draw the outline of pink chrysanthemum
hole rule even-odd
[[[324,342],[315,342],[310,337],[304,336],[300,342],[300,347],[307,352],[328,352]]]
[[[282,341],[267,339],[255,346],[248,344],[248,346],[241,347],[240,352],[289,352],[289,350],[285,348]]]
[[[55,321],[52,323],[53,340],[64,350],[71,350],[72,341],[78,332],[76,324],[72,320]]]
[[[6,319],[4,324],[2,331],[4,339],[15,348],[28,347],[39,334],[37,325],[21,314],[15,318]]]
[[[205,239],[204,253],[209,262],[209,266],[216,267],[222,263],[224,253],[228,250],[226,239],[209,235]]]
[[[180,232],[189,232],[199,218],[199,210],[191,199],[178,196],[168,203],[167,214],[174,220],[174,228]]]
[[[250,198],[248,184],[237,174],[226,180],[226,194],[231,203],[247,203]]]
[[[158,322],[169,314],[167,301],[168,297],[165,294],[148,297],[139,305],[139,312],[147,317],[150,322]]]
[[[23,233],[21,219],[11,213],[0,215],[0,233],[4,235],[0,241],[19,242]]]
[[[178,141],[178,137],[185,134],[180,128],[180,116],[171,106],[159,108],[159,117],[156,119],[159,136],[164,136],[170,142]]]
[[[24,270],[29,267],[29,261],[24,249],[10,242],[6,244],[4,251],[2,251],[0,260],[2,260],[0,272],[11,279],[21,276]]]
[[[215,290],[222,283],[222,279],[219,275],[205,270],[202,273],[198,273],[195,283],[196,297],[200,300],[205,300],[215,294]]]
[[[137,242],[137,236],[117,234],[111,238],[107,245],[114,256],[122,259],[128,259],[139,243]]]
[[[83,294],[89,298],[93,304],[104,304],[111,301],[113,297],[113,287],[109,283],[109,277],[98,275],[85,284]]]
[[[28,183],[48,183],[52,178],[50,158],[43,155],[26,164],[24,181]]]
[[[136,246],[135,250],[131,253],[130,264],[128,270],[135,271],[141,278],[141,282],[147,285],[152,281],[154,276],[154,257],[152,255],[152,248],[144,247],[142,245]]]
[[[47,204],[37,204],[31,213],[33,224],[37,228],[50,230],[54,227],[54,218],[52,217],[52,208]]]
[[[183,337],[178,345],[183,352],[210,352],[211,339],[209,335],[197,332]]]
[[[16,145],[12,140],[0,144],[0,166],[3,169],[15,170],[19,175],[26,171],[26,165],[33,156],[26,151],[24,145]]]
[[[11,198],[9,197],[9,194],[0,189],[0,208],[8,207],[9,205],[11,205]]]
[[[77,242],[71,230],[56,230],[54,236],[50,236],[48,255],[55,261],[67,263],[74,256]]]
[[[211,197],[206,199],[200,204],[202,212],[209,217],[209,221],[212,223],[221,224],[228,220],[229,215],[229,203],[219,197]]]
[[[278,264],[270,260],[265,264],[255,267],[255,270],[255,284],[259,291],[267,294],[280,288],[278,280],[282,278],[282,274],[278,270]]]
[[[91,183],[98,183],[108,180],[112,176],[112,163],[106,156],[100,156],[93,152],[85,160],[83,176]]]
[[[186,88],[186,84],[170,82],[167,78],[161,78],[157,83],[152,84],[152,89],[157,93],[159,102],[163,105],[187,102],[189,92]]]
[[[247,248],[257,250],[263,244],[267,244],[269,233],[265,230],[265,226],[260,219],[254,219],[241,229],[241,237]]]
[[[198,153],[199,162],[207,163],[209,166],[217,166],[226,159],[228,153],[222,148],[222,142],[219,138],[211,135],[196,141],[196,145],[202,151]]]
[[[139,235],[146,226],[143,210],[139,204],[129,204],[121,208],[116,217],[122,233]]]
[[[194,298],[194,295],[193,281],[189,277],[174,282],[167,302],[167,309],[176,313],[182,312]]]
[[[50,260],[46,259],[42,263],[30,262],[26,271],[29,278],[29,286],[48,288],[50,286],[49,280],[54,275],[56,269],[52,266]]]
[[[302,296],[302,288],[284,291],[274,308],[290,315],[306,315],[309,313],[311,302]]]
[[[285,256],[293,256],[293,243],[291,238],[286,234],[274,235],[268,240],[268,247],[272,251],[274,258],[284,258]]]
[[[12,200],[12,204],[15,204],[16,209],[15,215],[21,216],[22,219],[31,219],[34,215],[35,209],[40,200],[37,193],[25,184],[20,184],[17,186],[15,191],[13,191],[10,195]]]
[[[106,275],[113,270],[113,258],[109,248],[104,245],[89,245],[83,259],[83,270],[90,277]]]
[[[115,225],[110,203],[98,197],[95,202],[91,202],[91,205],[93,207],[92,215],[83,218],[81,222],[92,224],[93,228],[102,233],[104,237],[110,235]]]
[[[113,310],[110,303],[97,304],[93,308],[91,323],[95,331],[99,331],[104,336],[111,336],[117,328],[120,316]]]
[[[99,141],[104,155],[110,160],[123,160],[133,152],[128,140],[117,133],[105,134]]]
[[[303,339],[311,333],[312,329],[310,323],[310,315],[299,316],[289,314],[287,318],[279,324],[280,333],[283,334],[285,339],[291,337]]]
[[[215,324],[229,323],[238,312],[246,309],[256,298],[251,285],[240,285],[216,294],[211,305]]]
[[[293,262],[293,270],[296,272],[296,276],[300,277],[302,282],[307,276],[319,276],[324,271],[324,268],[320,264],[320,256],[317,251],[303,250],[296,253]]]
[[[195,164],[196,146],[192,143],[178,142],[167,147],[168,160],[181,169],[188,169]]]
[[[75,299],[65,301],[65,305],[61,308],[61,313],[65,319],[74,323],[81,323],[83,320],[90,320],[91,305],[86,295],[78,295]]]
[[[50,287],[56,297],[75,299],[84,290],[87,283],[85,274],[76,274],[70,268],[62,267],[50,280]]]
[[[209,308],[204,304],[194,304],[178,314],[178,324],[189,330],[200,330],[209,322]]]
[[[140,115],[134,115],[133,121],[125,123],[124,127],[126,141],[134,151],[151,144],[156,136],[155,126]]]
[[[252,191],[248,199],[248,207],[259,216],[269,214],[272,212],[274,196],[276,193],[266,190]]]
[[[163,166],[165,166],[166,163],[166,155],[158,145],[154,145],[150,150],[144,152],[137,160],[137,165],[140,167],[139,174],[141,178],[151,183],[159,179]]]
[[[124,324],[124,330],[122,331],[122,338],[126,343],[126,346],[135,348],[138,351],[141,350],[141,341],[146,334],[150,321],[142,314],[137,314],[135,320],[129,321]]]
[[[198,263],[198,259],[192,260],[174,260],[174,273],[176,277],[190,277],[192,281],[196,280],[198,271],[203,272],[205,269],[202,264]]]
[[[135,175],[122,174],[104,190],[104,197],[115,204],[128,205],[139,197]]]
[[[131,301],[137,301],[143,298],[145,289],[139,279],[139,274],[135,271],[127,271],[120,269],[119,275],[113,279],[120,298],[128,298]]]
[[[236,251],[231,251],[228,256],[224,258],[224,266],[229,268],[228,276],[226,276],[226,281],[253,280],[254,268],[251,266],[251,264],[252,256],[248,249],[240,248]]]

****************************************

# [Your task]
All of the data above should be transcribed exactly.

# [Finished exercise]
draw the outline of pink chrysanthemum
hole rule even-odd
[[[324,342],[315,342],[310,337],[304,336],[300,342],[300,347],[307,352],[328,352]]]
[[[282,341],[267,339],[255,346],[248,344],[248,346],[241,347],[240,352],[289,352],[289,350],[285,348]]]
[[[55,321],[52,323],[53,340],[64,350],[71,350],[72,341],[78,332],[76,324],[72,320]]]
[[[6,319],[4,324],[2,331],[4,339],[15,348],[28,347],[39,334],[37,325],[21,314],[15,318]]]
[[[205,239],[204,253],[209,262],[209,266],[216,267],[222,263],[224,253],[228,250],[226,239],[209,235]]]
[[[180,232],[189,232],[199,218],[199,210],[191,199],[178,196],[168,203],[167,214],[174,220],[174,228]]]
[[[250,198],[248,184],[237,174],[226,180],[226,194],[231,203],[247,203]]]
[[[158,322],[169,314],[167,301],[168,297],[165,294],[148,297],[139,305],[139,312],[147,317],[150,322]]]
[[[23,233],[21,219],[11,213],[0,215],[0,233],[4,235],[0,241],[19,242]]]
[[[178,141],[178,137],[185,134],[180,128],[180,116],[171,106],[159,108],[159,117],[156,119],[159,136],[164,136],[170,142]]]
[[[24,270],[29,267],[29,261],[24,249],[10,242],[6,244],[4,251],[2,251],[0,260],[2,260],[0,272],[11,279],[21,276]]]
[[[215,290],[222,283],[222,279],[219,275],[205,270],[202,273],[198,273],[195,283],[196,297],[200,300],[205,300],[215,294]]]
[[[137,242],[137,236],[117,234],[111,238],[107,245],[114,256],[122,259],[128,259],[139,243]]]
[[[83,294],[89,298],[93,304],[104,304],[111,301],[113,297],[113,287],[109,283],[109,277],[98,275],[85,284]]]
[[[28,183],[48,183],[52,178],[50,158],[43,155],[26,164],[24,181]]]
[[[136,246],[135,250],[131,253],[130,264],[128,270],[135,271],[141,278],[141,282],[147,285],[152,281],[154,276],[154,257],[152,255],[152,248],[144,247],[142,245]]]
[[[47,204],[37,204],[31,213],[33,224],[37,228],[50,230],[54,227],[54,218],[52,217],[52,208]]]
[[[183,337],[178,345],[183,352],[210,352],[211,339],[209,335],[197,332]]]
[[[16,145],[12,140],[0,144],[0,166],[3,169],[15,170],[19,175],[26,171],[26,165],[33,156],[26,151],[24,145]]]
[[[11,198],[9,197],[9,194],[0,189],[0,208],[8,207],[9,205],[11,205]]]
[[[77,242],[71,230],[56,230],[54,236],[50,236],[48,255],[55,261],[67,263],[74,256]]]
[[[211,197],[206,199],[200,204],[202,212],[209,217],[209,221],[212,223],[221,224],[228,220],[229,215],[229,203],[219,197]]]
[[[278,264],[270,260],[265,264],[255,267],[255,270],[255,284],[259,291],[267,294],[280,288],[278,280],[282,278],[282,274],[278,270]]]
[[[91,183],[98,183],[108,180],[112,176],[112,163],[106,156],[100,156],[93,152],[85,160],[83,176]]]
[[[186,88],[186,84],[170,82],[167,78],[161,78],[157,83],[152,84],[152,89],[157,93],[159,102],[163,105],[187,102],[189,92]]]
[[[247,248],[257,250],[263,244],[267,244],[269,233],[265,230],[265,226],[260,219],[254,219],[241,229],[241,237]]]
[[[198,153],[199,162],[207,163],[209,166],[217,166],[226,159],[228,153],[222,148],[222,142],[219,138],[211,135],[196,141],[196,145],[202,151]]]
[[[139,235],[146,226],[143,210],[139,204],[129,204],[121,208],[116,217],[122,233]]]
[[[194,298],[194,295],[193,281],[189,277],[174,282],[167,302],[167,309],[176,313],[182,312]]]
[[[50,260],[46,259],[42,263],[30,262],[26,271],[29,278],[29,286],[48,288],[50,286],[49,280],[54,275],[56,269],[52,266]]]
[[[302,296],[302,288],[284,291],[274,308],[290,315],[306,315],[309,313],[311,302]]]
[[[285,256],[293,256],[293,243],[291,238],[286,234],[274,235],[268,240],[268,247],[272,251],[274,258],[284,258]]]
[[[12,200],[12,204],[15,204],[16,209],[15,215],[21,216],[22,219],[31,219],[34,215],[35,209],[40,200],[37,193],[25,184],[20,184],[17,186],[15,191],[13,191],[10,195]]]
[[[106,275],[113,270],[113,258],[109,248],[104,245],[89,245],[83,259],[83,270],[90,277]]]
[[[115,225],[110,203],[98,197],[95,202],[91,202],[91,205],[93,207],[92,215],[83,218],[81,222],[92,224],[93,228],[102,233],[104,237],[110,235]]]
[[[113,310],[110,303],[97,304],[93,308],[91,323],[95,331],[99,331],[104,336],[111,336],[117,328],[120,316]]]
[[[99,141],[104,155],[110,160],[123,160],[133,152],[128,140],[117,133],[105,134]]]
[[[303,339],[311,333],[312,329],[310,323],[310,315],[299,316],[289,314],[287,318],[279,324],[280,333],[283,334],[285,339],[291,337]]]
[[[215,324],[229,323],[238,312],[246,309],[256,298],[251,285],[240,285],[216,294],[211,305]]]
[[[293,262],[293,270],[296,272],[296,276],[300,277],[302,282],[307,276],[319,276],[324,271],[324,268],[320,264],[320,256],[317,251],[303,250],[296,253]]]
[[[195,164],[196,146],[192,143],[178,142],[167,147],[168,160],[181,169],[188,169]]]
[[[75,299],[65,301],[65,305],[61,308],[61,313],[65,319],[74,323],[81,323],[83,320],[90,320],[91,305],[86,295],[78,295]]]
[[[50,287],[56,297],[75,299],[84,290],[87,283],[85,274],[76,274],[70,268],[62,267],[50,280]]]
[[[209,308],[204,304],[194,304],[178,314],[178,324],[189,330],[200,330],[209,322]]]
[[[140,115],[134,115],[133,121],[125,123],[124,127],[126,141],[134,151],[151,144],[156,136],[155,126]]]
[[[252,191],[248,199],[248,207],[259,216],[269,214],[272,212],[274,196],[276,193],[266,190]]]
[[[163,166],[165,166],[166,163],[166,155],[158,145],[154,145],[150,150],[144,152],[137,160],[137,165],[140,167],[139,174],[141,178],[151,183],[159,179]]]
[[[124,324],[124,330],[122,331],[122,338],[126,343],[126,346],[135,348],[138,351],[141,350],[141,341],[146,334],[150,321],[142,314],[137,314],[135,320],[129,321]]]
[[[198,263],[198,259],[192,260],[174,260],[174,273],[176,277],[190,277],[192,281],[196,280],[198,271],[203,272],[205,269],[202,264]]]
[[[135,175],[122,174],[104,190],[104,197],[115,204],[128,205],[139,197]]]
[[[131,301],[137,301],[143,298],[145,289],[139,279],[139,274],[135,271],[127,271],[120,269],[119,275],[113,279],[120,298],[128,298]]]
[[[236,251],[231,251],[228,256],[224,258],[224,266],[229,268],[228,276],[226,276],[226,281],[253,280],[254,268],[251,266],[251,264],[252,256],[248,249],[240,248]]]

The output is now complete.